Task details:
Copy out the lines from the one containing "Definition first: for each instance of the tree, the" through the end of the rows below, requests included. Raise every point coordinate in the answers by 149, and leave the numbers in the requests and their format samples unchanged.

Entries shown:
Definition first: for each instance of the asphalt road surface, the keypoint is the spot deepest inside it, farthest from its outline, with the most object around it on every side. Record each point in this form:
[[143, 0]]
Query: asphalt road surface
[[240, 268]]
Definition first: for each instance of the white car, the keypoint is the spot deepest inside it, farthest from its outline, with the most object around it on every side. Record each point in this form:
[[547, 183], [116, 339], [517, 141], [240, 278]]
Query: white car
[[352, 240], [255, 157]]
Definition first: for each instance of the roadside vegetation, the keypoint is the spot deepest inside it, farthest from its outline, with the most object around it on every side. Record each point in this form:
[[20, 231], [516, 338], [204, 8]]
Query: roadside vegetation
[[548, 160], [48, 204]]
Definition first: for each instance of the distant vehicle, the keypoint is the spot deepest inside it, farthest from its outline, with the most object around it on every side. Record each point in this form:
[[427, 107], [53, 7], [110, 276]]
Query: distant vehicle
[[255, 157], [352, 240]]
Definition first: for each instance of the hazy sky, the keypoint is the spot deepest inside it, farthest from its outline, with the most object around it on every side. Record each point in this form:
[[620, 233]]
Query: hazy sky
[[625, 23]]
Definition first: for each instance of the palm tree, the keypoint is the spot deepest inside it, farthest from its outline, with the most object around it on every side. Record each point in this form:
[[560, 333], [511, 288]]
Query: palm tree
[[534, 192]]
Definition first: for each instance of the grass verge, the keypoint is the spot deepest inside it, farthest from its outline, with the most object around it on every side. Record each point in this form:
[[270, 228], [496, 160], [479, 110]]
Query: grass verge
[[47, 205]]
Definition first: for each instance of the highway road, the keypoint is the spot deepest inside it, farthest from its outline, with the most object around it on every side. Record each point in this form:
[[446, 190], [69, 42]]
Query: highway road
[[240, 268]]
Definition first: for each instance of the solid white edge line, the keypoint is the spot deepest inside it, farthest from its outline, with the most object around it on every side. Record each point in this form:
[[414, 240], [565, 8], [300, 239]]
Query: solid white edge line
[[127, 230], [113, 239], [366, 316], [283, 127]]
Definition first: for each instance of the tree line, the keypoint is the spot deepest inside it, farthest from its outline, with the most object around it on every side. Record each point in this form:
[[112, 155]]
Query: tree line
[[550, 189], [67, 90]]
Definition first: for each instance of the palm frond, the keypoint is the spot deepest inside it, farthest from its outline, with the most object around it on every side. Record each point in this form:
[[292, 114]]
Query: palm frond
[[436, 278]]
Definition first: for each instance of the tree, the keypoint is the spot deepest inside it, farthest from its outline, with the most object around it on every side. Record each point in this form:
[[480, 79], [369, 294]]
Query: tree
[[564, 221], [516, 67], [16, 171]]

Written response:
Definition first: for each instance of the tree, the keypoint is the spot deepest inside it, farthest from its outline, with the most object around it on every side. Record each point in this form:
[[480, 79], [369, 294]]
Query: tree
[[713, 370], [665, 216], [165, 320]]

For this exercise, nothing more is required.